● TASK DETAILS: Rewrite the records with every "drop a marker on it" changed to "place a point on it" and all other wording left intact. Omit the pictures from your version.

● DATASET ENTRIES:
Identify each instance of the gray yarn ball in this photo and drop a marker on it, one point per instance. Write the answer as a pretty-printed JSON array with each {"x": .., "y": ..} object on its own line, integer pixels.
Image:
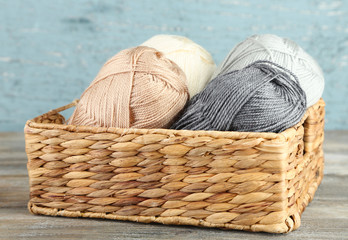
[{"x": 262, "y": 97}]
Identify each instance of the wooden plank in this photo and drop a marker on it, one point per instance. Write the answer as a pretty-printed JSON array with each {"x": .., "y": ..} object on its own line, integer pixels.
[{"x": 325, "y": 218}]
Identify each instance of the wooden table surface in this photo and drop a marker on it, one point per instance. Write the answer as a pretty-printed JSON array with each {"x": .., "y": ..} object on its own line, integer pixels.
[{"x": 326, "y": 217}]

● OUTPUT BELOW:
Identify each instance of the gray yarn ball in this photo and place a point on it, one point per instance. Write the answer as a pretty-printed JSON array with each {"x": .., "y": ..} object on its own line, integer pixels.
Image:
[{"x": 262, "y": 97}]
Identify each instance of the wooden plank in this photo and place a point on it, one point per instance. Write the answer as a pretty-printed JSON array with each {"x": .., "y": ..} object on its own line, integer pixels.
[{"x": 325, "y": 218}]
Identify each instance of the wooden table surface in this photo and place a point on it, one point per instance. Write the answer as a pretty-printed JSON array with each {"x": .., "y": ..} object on its own line, integer pixels.
[{"x": 326, "y": 217}]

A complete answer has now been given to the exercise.